• Request: Output exactly the lines that run from the line with "find the front grille" to the end of the material, both ends included, and no other lines.

Point annotation records:
● ● ● ●

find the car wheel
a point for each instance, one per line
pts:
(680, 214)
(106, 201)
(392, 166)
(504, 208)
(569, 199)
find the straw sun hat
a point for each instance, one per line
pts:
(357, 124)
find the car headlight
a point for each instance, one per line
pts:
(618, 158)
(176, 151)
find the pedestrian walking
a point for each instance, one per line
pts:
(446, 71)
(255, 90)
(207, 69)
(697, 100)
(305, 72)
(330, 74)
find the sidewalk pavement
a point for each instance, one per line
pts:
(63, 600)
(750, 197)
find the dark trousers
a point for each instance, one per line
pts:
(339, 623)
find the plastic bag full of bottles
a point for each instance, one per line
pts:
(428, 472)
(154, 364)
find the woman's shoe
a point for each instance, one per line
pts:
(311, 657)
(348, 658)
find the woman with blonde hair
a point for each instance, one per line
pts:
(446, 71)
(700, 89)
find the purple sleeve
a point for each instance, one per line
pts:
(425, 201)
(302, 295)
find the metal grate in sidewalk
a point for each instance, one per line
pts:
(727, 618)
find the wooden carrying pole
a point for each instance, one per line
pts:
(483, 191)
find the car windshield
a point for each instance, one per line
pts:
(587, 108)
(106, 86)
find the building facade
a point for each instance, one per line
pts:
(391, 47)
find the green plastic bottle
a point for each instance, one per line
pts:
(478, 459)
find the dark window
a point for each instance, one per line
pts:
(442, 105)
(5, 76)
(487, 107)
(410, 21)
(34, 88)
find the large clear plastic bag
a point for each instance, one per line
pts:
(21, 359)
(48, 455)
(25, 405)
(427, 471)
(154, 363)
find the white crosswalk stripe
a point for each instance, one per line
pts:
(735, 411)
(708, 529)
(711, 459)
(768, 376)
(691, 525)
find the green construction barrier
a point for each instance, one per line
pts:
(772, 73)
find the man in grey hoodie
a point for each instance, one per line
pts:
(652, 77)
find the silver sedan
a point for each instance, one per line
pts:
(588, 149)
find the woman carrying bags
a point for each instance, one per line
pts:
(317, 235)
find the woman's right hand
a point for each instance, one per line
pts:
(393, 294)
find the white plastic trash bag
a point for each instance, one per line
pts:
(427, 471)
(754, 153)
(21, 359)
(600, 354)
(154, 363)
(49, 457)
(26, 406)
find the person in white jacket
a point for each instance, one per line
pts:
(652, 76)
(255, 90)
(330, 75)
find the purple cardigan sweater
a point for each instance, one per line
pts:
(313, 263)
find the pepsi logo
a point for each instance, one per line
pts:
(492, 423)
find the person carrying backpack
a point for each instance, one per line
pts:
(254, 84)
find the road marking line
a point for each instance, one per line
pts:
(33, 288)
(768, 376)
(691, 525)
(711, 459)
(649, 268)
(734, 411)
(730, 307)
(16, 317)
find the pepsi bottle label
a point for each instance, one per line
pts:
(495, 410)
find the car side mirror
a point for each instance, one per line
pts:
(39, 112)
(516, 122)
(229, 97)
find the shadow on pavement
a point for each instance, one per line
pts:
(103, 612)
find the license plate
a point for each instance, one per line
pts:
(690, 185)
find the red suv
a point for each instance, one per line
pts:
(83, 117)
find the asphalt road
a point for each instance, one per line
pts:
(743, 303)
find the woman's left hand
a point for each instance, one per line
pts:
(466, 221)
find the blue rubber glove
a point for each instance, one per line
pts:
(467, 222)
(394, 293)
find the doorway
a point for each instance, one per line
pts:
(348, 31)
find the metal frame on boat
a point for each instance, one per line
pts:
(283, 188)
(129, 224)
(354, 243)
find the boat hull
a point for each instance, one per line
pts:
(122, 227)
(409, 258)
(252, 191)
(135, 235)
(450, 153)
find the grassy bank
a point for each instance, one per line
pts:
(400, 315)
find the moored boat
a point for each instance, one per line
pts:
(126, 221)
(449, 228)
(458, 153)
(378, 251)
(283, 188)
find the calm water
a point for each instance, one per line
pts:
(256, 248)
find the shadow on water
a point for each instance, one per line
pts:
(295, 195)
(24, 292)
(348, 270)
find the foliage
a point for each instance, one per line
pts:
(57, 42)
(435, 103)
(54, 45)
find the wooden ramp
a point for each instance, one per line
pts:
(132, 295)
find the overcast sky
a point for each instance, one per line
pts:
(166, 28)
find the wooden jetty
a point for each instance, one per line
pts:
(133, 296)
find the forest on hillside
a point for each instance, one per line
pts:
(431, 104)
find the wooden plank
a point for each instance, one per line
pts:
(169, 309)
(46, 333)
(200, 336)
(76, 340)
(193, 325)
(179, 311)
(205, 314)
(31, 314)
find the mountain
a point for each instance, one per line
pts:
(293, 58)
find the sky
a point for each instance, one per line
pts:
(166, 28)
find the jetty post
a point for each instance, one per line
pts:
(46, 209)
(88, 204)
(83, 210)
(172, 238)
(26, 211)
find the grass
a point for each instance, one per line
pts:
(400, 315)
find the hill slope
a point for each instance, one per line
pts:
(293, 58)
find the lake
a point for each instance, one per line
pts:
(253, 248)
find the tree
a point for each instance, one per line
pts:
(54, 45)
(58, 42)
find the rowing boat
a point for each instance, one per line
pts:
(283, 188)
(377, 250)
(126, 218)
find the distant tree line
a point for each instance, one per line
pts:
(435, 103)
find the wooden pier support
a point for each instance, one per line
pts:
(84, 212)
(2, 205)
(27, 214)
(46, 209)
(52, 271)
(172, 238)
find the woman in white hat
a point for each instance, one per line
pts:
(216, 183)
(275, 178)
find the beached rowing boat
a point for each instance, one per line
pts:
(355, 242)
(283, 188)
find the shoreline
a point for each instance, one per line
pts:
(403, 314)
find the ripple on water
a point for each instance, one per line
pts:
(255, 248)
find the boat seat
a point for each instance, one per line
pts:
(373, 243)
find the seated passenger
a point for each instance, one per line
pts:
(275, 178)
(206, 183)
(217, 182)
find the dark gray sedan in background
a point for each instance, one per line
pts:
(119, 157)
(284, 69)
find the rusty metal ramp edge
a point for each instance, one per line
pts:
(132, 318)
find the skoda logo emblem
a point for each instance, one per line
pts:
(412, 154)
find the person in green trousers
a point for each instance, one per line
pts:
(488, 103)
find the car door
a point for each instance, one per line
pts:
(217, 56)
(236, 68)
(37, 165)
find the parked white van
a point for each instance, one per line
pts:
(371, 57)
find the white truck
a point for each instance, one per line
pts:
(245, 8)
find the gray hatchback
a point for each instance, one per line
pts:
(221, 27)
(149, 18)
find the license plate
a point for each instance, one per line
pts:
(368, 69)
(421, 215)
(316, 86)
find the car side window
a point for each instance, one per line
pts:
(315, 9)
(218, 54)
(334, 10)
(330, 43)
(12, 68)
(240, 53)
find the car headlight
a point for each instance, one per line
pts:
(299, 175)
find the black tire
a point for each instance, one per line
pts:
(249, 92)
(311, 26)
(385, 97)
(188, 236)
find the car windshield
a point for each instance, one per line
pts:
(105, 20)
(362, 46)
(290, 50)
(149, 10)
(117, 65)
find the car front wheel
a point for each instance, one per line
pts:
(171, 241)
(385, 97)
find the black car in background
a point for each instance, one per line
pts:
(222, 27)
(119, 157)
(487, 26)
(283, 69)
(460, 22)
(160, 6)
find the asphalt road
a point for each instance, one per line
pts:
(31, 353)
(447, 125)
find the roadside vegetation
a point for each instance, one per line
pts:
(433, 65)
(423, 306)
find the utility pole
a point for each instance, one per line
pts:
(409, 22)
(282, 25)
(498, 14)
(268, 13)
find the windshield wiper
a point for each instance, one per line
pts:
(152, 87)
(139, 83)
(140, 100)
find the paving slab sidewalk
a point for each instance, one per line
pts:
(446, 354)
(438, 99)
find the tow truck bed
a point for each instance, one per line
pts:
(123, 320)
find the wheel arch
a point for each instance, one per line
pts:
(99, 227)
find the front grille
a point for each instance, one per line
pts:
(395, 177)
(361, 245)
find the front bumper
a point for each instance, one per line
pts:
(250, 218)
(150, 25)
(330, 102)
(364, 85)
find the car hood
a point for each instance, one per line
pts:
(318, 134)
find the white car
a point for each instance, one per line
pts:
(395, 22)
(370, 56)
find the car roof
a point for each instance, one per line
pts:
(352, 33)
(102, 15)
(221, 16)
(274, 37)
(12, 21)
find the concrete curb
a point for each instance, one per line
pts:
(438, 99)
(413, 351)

● ● ● ●

• The completed task:
find the front grille
a point for each instance, one per line
pts:
(395, 177)
(361, 245)
find the front bumper
a point for each instance, one per line
pts:
(250, 218)
(150, 25)
(330, 102)
(364, 85)
find the car hood
a point for each instance, one per line
pts:
(318, 134)
find the white car
a point for each instance, one per line
pts:
(395, 22)
(370, 56)
find the car roof
a point for each instance, one per line
pts:
(352, 33)
(102, 15)
(221, 16)
(274, 37)
(12, 21)
find the concrete curb
a point for each instance, one per line
pts:
(438, 99)
(413, 351)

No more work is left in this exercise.